DIRECTIONS:
Exclude the pictures, then repeat the remaining data exactly.

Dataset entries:

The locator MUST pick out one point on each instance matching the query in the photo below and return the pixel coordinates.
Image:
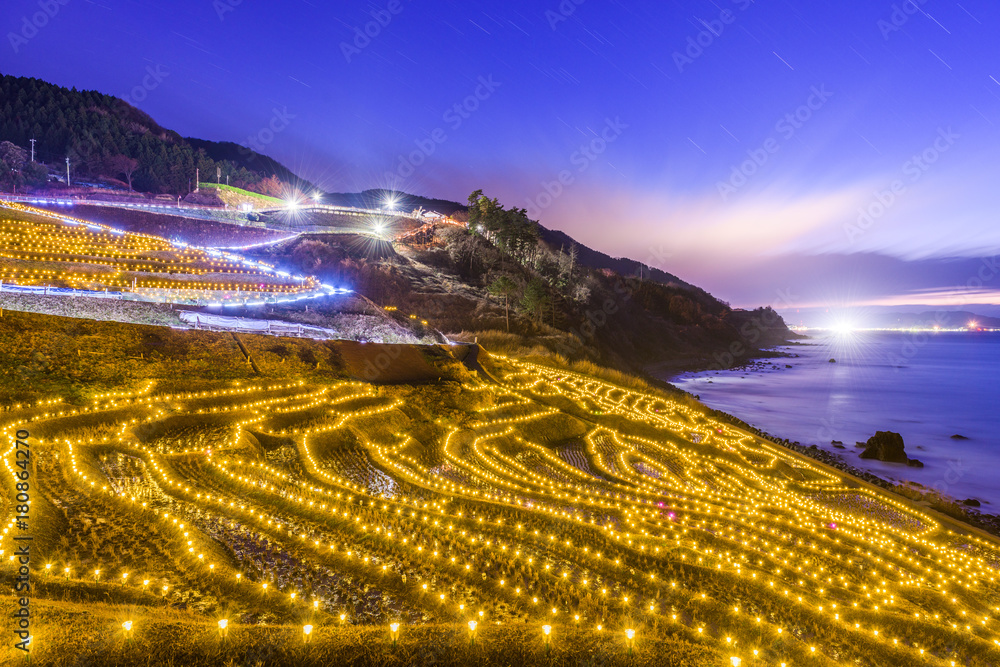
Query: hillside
(96, 131)
(462, 507)
(507, 276)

RESPONSE BOX:
The locator MUST pick out one point on each instance matching the query in the photo below and return the pixel coordinates.
Image:
Query: hillside
(96, 131)
(462, 507)
(507, 276)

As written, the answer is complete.